Copy every line of the data that contains the string "orange".

[Data]

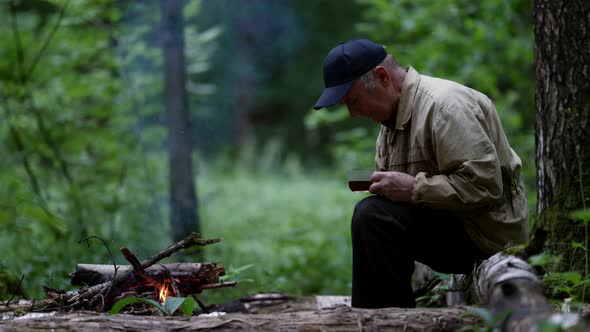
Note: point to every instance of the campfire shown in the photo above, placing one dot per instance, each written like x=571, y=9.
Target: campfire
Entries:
x=103, y=285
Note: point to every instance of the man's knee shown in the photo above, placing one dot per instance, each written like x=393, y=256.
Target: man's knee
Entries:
x=378, y=210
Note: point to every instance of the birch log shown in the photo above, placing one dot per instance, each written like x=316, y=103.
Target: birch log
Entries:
x=508, y=285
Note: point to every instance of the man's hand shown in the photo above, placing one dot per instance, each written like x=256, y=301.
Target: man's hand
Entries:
x=396, y=186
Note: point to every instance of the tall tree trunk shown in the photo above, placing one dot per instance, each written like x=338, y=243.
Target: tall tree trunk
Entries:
x=183, y=200
x=562, y=61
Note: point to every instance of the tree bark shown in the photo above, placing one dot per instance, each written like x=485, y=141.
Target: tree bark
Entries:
x=183, y=198
x=562, y=66
x=335, y=319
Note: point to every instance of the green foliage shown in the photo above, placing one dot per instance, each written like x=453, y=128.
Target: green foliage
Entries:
x=82, y=140
x=186, y=304
x=282, y=231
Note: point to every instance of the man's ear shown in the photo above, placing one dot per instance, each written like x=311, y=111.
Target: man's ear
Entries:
x=382, y=75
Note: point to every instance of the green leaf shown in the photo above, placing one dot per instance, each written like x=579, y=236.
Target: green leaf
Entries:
x=576, y=244
x=129, y=300
x=484, y=314
x=581, y=215
x=442, y=276
x=188, y=306
x=172, y=303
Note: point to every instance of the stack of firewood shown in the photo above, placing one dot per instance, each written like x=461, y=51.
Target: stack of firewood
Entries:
x=104, y=285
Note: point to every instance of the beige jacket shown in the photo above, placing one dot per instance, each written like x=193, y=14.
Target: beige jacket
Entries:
x=450, y=138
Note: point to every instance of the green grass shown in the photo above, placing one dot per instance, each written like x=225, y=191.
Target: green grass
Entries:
x=286, y=233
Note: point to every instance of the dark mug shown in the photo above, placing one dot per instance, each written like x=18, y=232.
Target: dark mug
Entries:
x=359, y=180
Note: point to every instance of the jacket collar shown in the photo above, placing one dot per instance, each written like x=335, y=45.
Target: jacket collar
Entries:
x=409, y=88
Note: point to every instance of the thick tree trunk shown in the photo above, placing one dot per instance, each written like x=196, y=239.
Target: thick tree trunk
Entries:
x=562, y=60
x=183, y=200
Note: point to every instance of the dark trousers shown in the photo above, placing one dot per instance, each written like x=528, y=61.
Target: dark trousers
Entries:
x=387, y=237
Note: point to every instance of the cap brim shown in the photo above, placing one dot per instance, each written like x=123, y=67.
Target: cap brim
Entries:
x=332, y=95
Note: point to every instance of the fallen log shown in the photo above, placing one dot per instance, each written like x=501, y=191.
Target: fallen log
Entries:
x=340, y=318
x=97, y=293
x=94, y=274
x=508, y=286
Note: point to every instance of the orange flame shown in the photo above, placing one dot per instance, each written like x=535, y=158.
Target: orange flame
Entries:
x=163, y=293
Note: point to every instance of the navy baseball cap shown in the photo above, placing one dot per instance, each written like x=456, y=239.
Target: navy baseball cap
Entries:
x=345, y=63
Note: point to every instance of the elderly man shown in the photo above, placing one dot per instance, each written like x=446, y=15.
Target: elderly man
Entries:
x=447, y=185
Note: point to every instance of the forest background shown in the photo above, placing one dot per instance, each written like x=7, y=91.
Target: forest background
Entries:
x=84, y=143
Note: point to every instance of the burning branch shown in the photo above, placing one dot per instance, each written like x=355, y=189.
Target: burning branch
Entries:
x=90, y=295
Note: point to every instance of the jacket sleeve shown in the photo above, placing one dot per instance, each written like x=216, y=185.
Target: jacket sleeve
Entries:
x=469, y=169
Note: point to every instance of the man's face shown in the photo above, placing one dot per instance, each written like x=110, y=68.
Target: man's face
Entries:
x=372, y=103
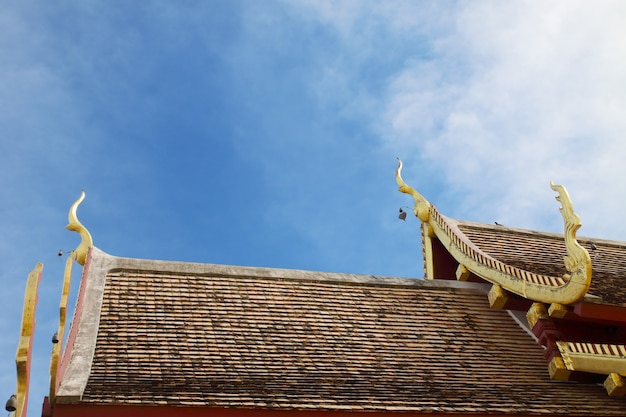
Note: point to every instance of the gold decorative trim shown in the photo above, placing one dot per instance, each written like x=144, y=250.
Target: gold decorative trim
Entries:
x=80, y=253
x=422, y=207
x=597, y=358
x=24, y=348
x=565, y=290
x=558, y=370
x=615, y=385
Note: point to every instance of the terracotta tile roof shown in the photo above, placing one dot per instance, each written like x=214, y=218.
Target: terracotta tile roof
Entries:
x=543, y=253
x=209, y=335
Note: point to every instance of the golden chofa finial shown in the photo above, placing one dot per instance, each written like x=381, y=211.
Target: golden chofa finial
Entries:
x=80, y=253
x=577, y=259
x=422, y=206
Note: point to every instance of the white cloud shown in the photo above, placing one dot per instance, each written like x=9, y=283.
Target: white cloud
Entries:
x=541, y=95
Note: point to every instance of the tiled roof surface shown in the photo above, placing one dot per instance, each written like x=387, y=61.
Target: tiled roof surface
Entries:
x=245, y=341
x=543, y=253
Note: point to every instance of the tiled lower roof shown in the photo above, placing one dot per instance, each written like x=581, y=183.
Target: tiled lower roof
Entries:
x=543, y=253
x=216, y=336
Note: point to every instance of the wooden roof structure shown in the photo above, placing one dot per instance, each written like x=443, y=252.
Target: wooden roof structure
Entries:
x=507, y=321
x=162, y=337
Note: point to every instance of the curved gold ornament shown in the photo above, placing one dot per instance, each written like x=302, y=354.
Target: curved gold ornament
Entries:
x=568, y=289
x=577, y=258
x=80, y=253
x=422, y=207
x=24, y=348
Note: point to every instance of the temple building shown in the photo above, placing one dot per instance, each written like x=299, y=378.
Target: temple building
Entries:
x=506, y=322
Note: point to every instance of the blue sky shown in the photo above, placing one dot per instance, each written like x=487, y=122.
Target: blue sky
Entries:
x=265, y=133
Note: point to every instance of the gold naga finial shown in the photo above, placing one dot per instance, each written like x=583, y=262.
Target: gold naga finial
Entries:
x=422, y=206
x=80, y=253
x=577, y=258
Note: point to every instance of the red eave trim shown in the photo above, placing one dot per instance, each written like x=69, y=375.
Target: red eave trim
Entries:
x=611, y=314
x=66, y=410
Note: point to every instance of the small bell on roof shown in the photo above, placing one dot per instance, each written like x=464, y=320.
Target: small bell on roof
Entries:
x=11, y=404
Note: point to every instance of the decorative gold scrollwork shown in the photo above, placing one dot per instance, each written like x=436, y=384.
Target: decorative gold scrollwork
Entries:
x=80, y=253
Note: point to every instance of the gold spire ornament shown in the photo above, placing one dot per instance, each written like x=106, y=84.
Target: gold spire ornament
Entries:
x=565, y=290
x=25, y=346
x=422, y=206
x=80, y=253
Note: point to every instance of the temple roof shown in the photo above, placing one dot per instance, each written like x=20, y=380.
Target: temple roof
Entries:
x=182, y=334
x=543, y=253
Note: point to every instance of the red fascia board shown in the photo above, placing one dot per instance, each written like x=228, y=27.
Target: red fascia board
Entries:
x=611, y=314
x=81, y=410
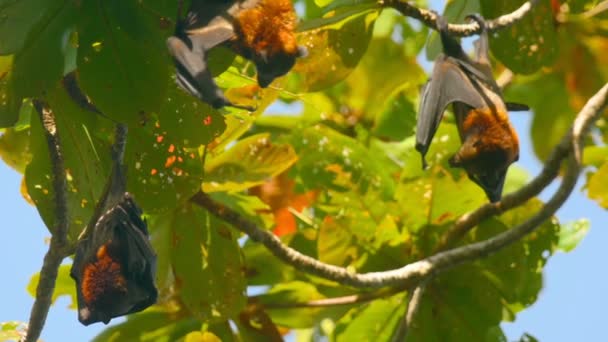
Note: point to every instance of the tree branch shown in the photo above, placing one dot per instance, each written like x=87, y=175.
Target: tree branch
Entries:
x=58, y=247
x=413, y=305
x=413, y=273
x=429, y=18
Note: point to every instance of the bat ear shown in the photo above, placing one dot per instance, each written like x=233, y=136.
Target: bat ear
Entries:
x=302, y=51
x=264, y=55
x=492, y=183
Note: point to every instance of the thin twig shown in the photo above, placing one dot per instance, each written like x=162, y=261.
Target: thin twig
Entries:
x=429, y=18
x=413, y=306
x=413, y=273
x=58, y=247
x=335, y=301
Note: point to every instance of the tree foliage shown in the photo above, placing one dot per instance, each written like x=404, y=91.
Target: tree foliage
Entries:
x=327, y=162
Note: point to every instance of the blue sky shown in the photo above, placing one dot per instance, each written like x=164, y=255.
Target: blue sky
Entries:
x=571, y=306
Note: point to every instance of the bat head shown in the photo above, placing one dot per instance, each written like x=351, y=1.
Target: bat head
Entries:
x=271, y=66
x=114, y=266
x=486, y=167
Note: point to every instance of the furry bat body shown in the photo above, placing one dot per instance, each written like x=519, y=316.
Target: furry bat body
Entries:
x=489, y=142
x=259, y=30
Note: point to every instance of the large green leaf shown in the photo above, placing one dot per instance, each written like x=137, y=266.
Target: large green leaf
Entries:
x=250, y=162
x=162, y=172
x=572, y=233
x=528, y=45
x=157, y=326
x=337, y=43
x=329, y=159
x=375, y=321
x=19, y=17
x=121, y=59
x=597, y=188
x=85, y=148
x=298, y=292
x=41, y=62
x=207, y=264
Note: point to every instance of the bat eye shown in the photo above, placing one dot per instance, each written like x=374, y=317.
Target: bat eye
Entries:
x=264, y=56
x=302, y=51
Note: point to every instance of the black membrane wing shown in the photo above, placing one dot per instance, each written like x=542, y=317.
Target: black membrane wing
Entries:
x=449, y=83
x=114, y=266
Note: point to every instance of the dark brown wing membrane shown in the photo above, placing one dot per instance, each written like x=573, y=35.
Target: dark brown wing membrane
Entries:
x=203, y=29
x=114, y=266
x=449, y=83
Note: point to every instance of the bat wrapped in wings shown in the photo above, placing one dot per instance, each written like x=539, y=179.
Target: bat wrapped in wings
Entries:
x=489, y=141
x=259, y=30
x=114, y=265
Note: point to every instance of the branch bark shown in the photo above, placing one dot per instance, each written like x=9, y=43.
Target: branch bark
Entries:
x=58, y=248
x=429, y=18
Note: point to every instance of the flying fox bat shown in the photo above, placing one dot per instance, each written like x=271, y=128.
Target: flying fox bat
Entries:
x=489, y=141
x=259, y=30
x=114, y=264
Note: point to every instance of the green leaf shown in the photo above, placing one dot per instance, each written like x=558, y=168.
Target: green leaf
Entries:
x=298, y=318
x=383, y=72
x=18, y=18
x=263, y=268
x=375, y=321
x=597, y=188
x=64, y=286
x=121, y=66
x=15, y=148
x=162, y=172
x=572, y=233
x=207, y=265
x=11, y=103
x=13, y=331
x=151, y=325
x=552, y=119
x=337, y=43
x=40, y=63
x=250, y=162
x=329, y=159
x=398, y=119
x=85, y=147
x=455, y=12
x=531, y=43
x=188, y=120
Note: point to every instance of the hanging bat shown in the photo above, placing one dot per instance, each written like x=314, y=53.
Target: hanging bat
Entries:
x=114, y=264
x=489, y=141
x=259, y=30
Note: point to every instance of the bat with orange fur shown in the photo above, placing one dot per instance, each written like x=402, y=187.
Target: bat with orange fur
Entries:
x=262, y=31
x=489, y=141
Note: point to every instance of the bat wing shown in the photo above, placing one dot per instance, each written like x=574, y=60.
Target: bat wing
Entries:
x=449, y=83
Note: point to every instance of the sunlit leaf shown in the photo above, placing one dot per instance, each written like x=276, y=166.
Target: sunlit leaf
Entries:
x=572, y=233
x=119, y=60
x=85, y=148
x=597, y=187
x=528, y=45
x=150, y=326
x=335, y=45
x=207, y=264
x=374, y=321
x=250, y=162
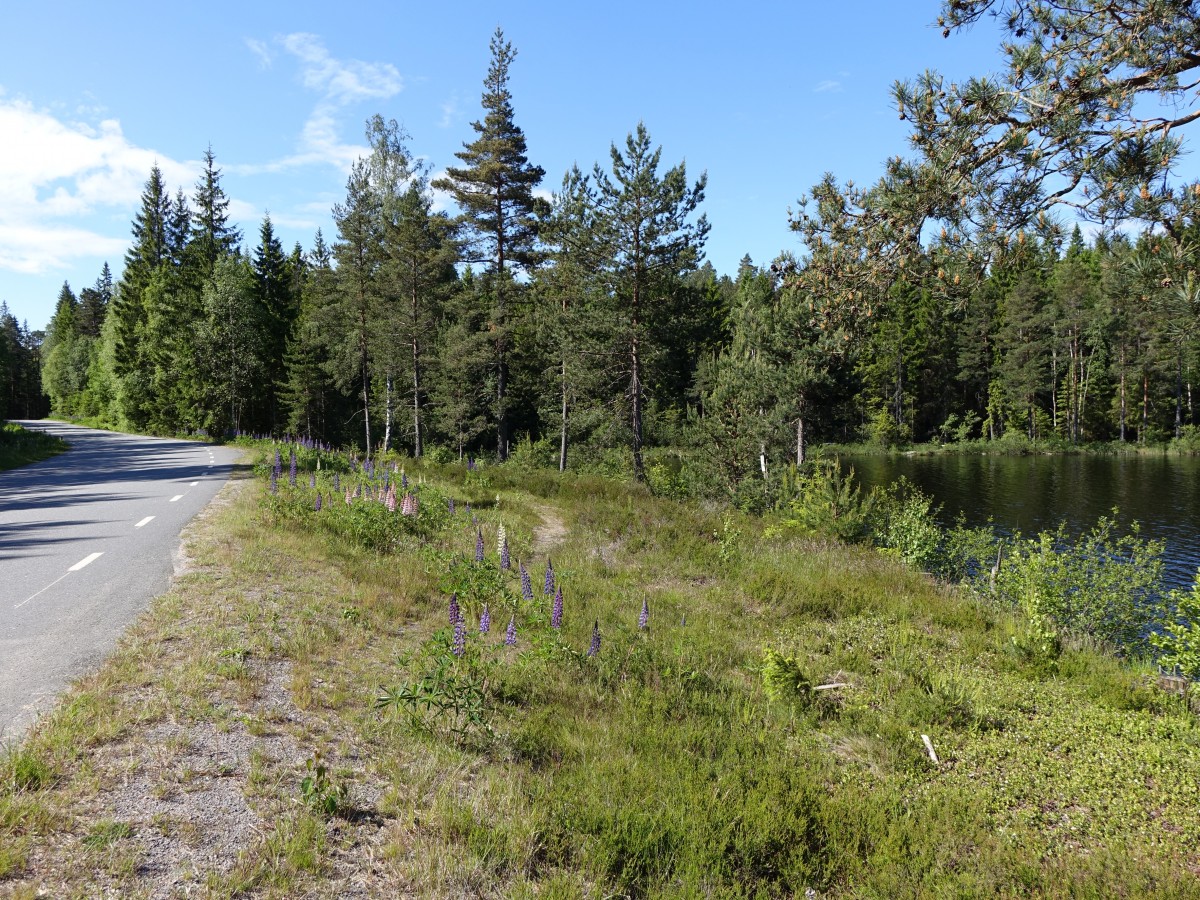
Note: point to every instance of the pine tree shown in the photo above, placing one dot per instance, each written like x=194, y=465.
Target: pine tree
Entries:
x=357, y=252
x=421, y=253
x=306, y=391
x=495, y=190
x=231, y=345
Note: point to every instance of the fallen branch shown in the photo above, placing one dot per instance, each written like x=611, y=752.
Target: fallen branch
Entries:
x=929, y=747
x=831, y=687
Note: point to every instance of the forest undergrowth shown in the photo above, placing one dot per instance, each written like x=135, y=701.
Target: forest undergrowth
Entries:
x=472, y=681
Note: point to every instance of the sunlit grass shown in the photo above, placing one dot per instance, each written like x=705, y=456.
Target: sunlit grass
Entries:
x=660, y=767
x=21, y=447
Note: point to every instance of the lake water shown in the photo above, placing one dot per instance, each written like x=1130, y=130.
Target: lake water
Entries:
x=1035, y=493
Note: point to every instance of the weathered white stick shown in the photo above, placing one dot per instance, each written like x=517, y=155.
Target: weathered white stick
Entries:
x=929, y=747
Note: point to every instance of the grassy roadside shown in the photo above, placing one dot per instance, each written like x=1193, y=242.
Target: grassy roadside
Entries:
x=233, y=744
x=21, y=447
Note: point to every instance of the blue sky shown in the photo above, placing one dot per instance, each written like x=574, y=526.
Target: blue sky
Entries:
x=765, y=96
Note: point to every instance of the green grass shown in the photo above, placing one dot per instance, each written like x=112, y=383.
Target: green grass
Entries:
x=659, y=767
x=21, y=447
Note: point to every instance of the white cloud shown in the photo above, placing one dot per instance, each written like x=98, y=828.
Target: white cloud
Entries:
x=341, y=81
x=53, y=171
x=337, y=83
x=33, y=250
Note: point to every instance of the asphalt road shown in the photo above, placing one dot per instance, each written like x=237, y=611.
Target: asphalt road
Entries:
x=87, y=540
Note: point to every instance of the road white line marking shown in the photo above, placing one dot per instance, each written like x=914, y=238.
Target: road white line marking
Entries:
x=87, y=561
x=42, y=591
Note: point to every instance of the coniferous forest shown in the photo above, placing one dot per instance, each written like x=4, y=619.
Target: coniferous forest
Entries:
x=588, y=331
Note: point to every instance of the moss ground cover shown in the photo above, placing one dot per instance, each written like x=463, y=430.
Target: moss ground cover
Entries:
x=310, y=690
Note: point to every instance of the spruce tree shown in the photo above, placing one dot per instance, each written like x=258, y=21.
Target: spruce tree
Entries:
x=646, y=240
x=273, y=280
x=211, y=235
x=495, y=191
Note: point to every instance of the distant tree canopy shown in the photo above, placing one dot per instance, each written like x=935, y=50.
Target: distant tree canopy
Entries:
x=946, y=301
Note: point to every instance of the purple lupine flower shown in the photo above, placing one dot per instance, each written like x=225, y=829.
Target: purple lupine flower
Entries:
x=526, y=582
x=460, y=637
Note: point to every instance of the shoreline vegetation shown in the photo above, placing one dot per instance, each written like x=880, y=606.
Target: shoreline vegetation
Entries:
x=21, y=447
x=443, y=678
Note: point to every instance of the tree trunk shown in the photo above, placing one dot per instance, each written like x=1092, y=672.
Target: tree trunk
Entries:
x=799, y=439
x=1122, y=396
x=635, y=389
x=1179, y=393
x=502, y=367
x=387, y=412
x=562, y=439
x=418, y=445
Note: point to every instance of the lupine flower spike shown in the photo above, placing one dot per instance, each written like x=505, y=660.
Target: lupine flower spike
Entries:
x=460, y=637
x=526, y=582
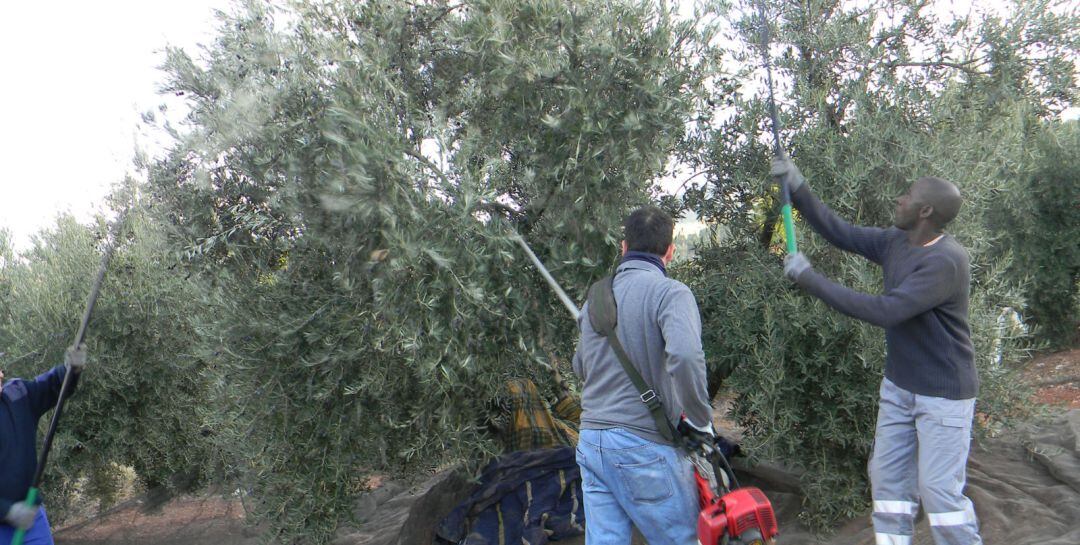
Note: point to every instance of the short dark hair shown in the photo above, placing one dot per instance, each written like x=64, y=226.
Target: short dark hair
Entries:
x=944, y=196
x=648, y=229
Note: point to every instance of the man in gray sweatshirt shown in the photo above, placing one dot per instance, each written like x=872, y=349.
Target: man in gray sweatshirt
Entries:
x=630, y=474
x=928, y=394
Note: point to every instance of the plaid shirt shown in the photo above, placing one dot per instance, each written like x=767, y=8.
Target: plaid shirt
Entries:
x=534, y=424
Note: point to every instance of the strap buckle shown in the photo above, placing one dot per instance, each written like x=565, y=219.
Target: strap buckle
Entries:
x=648, y=396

[/Data]

_Exercise output_
Note: point to every instance of the orange flame shown in the photo above, placing one dot per instance, each written like x=535, y=158.
Target: orange flame
Note: point to every instance of the bat with orange fur shown in the photo above, placing one dot per instance, each written like x=402, y=187.
Target: bat with orange fur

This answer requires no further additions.